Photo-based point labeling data
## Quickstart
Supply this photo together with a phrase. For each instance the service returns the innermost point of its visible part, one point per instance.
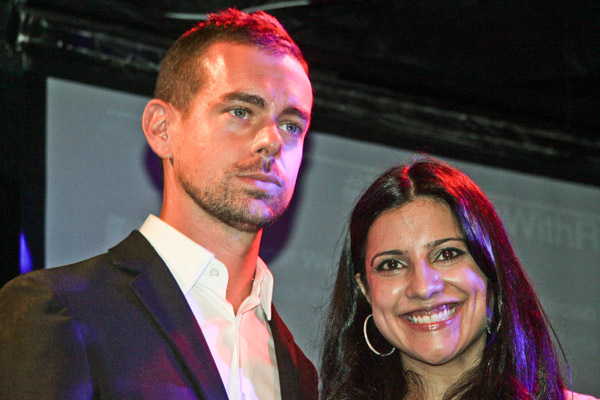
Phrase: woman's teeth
(432, 316)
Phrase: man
(181, 309)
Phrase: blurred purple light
(25, 262)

**AIM OF THE EXERCISE:** Pull out every line of the listing above word for word, leaving the pictures out.

**OUTPUT OF THE TASK:**
## Quickstart
Supply this photo together with a phrase. For each instance the service returns the innermost point of its visible part, one point per instance.
Phrase: woman's teeth
(432, 316)
Phrase: man
(181, 309)
Phrase: blurred purple light
(25, 262)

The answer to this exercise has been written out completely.